[Verilen talimat] Ayet çözümlemesi metninde "فِي الزَّبُورِ car" sözlerinden başlayıp "olarak mahallen mansubdur." sözleri de dahil olmak üzere oraya kadar uzanan bölümü değiştirmeden kopyala.

[Verilen metin]
· · · ·

وَلَقَدْ كَتَبْنَا فِي الزَّبُورِ مِنْ بَعْدِ الذِّكْرِ اَنَّ الْاَرْضَ يَرِثُهَا عِبَادِيَ الصَّالِحُونَ
Sıra | Kelime | Anlamı | Kökü |
---|---|---|---|
1 | وَلَقَدْ | ve andolsun |
|
2 | كَتَبْنَا | yazmıştık |
|
3 | فِي |
|
|
4 | الزَّبُورِ | Zebur’da |
|
5 | مِنْ |
|
|
6 | بَعْدِ | sonra |
|
7 | الذِّكْرِ | Zikir’den (Tevrat’tan) |
|
8 | أَنَّ | mutlaka |
|
9 | الْأَرْضَ | arza |
|
10 | يَرِثُهَا | varis olacak |
|
11 | عِبَادِيَ | kullarım |
|
12 | الصَّالِحُونَ | iyi |
|
وَلَقَدْ كَتَبْنَا فِي الزَّبُورِ مِنْ بَعْدِ الذِّكْرِ اَنَّ الْاَرْضَ يَرِثُهَا عِبَادِيَ الصَّالِحُونَ
وَ istînâfiyyedir. لَ harfi, mahzuf kasemin cevabının başına gelen muvattie harfidir.
قَدْ tahkik harfidir. Tekid ifade eder.
كَتَبْنَا sükun üzere mebni mazi fiildir. Mütekellim zamir نَا fail olup mahallen merfûdur.
فِي الزَّبُورِ car mecruru كَتَبْنَا fiiline müteallıktır. مِنْ بَعْدِ car mecruru كَتَبْنَا fiiline müteallıktır. الذِّكْرِ muzâfun ileyh olup kesra ile mecrurdur.
اَنَّ ve masdar-ı müevvel, mef’ûlun bih olarak mahallen mansubdur.
اَنَّ masdar harfidir. İsim cümlesine dahil olur. İsmini nasb haberini ref yapar, cümleye masdar anlamı verir. الْاَرْضَ kelimesi اَنَّ ’nin ismi olup lafzen mansubdur.

· · · ·

Bir koleksiyondan saklanmış öğeler
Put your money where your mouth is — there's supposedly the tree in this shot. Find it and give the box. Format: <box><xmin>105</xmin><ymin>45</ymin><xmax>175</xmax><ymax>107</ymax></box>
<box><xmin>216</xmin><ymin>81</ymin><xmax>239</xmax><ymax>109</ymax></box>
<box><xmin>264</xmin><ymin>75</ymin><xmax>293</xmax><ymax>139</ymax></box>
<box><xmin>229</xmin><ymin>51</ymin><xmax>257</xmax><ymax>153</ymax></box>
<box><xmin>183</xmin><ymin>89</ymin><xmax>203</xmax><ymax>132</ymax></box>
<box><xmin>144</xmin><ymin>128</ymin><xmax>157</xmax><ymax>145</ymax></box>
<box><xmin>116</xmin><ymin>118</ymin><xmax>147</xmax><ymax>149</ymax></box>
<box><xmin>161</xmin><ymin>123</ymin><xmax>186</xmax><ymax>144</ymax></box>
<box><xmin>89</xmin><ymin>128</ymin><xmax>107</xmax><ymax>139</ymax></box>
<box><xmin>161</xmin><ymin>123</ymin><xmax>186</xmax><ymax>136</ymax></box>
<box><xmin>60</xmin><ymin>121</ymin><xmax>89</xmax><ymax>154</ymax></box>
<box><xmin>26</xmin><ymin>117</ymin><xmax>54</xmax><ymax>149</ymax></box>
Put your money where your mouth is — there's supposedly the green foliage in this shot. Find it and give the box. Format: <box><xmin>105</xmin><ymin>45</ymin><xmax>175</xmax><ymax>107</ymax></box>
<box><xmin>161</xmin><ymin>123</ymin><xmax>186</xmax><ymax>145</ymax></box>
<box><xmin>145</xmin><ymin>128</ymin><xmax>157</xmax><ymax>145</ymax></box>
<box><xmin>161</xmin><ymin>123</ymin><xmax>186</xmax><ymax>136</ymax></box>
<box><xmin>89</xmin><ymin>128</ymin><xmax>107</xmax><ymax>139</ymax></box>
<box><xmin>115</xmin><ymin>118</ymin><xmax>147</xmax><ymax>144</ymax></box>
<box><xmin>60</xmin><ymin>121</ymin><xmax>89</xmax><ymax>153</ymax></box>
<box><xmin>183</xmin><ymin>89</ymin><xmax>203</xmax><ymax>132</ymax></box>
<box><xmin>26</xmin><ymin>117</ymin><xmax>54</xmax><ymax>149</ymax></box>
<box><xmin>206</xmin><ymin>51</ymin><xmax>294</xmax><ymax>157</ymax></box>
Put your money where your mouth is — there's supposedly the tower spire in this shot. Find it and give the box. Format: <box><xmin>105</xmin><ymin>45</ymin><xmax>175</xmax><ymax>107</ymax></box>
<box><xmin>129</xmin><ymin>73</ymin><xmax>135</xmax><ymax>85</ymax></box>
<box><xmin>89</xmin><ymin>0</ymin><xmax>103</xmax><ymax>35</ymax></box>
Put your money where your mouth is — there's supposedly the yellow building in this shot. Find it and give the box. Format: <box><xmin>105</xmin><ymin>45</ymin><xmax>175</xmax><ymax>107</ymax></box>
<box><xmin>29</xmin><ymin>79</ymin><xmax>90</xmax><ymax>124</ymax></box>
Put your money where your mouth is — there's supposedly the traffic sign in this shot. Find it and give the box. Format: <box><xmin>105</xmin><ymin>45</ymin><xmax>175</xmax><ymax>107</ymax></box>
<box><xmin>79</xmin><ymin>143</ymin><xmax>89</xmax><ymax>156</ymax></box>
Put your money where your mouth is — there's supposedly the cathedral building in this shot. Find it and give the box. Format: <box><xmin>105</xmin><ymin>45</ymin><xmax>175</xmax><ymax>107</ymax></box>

· · · ·

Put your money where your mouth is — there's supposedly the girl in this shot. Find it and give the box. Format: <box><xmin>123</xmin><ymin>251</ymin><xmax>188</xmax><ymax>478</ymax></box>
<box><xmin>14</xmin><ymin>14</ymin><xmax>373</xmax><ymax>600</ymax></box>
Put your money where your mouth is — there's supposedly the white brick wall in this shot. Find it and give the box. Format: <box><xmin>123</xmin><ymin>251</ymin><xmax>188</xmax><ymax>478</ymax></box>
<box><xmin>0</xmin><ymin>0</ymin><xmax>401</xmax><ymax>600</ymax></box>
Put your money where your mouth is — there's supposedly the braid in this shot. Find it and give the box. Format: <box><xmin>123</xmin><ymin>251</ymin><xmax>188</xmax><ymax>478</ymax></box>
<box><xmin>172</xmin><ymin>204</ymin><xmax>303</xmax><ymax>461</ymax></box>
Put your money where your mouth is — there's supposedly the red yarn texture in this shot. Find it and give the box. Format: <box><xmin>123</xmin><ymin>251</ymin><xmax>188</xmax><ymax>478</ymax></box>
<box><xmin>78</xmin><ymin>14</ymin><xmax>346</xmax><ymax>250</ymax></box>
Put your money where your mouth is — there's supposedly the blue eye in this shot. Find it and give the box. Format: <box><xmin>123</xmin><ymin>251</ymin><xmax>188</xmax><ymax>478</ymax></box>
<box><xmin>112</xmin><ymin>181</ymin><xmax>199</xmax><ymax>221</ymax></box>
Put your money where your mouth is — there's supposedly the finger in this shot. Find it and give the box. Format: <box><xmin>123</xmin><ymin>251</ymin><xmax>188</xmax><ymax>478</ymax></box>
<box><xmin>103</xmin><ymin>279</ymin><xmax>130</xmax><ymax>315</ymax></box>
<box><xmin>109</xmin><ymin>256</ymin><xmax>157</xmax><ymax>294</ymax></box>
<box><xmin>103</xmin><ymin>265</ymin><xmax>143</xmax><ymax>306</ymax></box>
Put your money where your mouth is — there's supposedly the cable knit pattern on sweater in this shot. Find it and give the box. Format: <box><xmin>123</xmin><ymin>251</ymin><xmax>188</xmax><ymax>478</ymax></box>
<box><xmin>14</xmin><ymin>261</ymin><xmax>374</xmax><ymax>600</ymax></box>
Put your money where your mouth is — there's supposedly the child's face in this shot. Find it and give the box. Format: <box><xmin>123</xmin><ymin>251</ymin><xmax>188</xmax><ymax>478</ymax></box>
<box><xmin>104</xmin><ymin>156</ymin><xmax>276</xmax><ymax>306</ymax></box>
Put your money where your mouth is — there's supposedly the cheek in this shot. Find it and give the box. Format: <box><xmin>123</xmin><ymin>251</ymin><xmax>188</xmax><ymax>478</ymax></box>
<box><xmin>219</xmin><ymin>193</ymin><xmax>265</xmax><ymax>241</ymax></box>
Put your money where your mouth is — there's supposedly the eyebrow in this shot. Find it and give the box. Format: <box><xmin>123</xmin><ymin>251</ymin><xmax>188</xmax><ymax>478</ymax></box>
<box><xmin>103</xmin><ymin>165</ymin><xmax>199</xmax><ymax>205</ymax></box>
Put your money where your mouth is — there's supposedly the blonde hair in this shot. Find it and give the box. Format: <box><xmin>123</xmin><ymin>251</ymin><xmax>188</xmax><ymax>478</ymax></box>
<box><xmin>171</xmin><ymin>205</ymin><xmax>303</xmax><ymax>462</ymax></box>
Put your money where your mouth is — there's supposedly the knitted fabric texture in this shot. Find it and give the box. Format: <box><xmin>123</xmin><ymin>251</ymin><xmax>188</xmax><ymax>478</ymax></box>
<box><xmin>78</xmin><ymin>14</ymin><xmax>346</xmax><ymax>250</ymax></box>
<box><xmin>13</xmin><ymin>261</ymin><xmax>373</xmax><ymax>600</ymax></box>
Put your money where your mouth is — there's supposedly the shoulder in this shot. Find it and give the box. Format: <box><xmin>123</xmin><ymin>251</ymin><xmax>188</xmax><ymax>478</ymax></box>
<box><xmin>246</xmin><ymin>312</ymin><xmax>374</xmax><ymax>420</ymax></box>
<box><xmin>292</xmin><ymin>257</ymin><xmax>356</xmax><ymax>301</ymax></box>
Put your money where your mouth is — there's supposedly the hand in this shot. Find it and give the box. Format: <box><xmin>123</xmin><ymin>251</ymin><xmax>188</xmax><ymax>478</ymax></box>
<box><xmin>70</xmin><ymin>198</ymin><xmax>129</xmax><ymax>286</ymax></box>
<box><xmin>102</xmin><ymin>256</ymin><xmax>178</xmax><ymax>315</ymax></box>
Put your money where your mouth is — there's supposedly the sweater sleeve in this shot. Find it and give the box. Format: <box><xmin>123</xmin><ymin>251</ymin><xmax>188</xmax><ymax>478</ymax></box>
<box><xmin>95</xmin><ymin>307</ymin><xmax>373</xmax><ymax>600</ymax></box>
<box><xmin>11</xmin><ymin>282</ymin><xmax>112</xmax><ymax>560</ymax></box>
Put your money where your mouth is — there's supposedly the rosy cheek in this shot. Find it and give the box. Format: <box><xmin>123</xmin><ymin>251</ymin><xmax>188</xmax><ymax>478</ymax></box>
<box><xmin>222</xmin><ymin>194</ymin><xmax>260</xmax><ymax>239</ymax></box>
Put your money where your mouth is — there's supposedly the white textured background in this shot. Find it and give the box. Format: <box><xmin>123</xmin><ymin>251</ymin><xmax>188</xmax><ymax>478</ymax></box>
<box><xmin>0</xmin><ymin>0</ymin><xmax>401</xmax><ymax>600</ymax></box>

· · · ·

[Görev çıktısı]
فِي الزَّبُورِ car mecruru كَتَبْنَا fiiline müteallıktır. مِنْ بَعْدِ car mecruru كَتَبْنَا fiiline müteallıktır. الذِّكْرِ muzâfun ileyh olup kesra ile mecrurdur.
اَنَّ ve masdar-ı müevvel, mef’ûlun bih olarak mahallen mansubdur.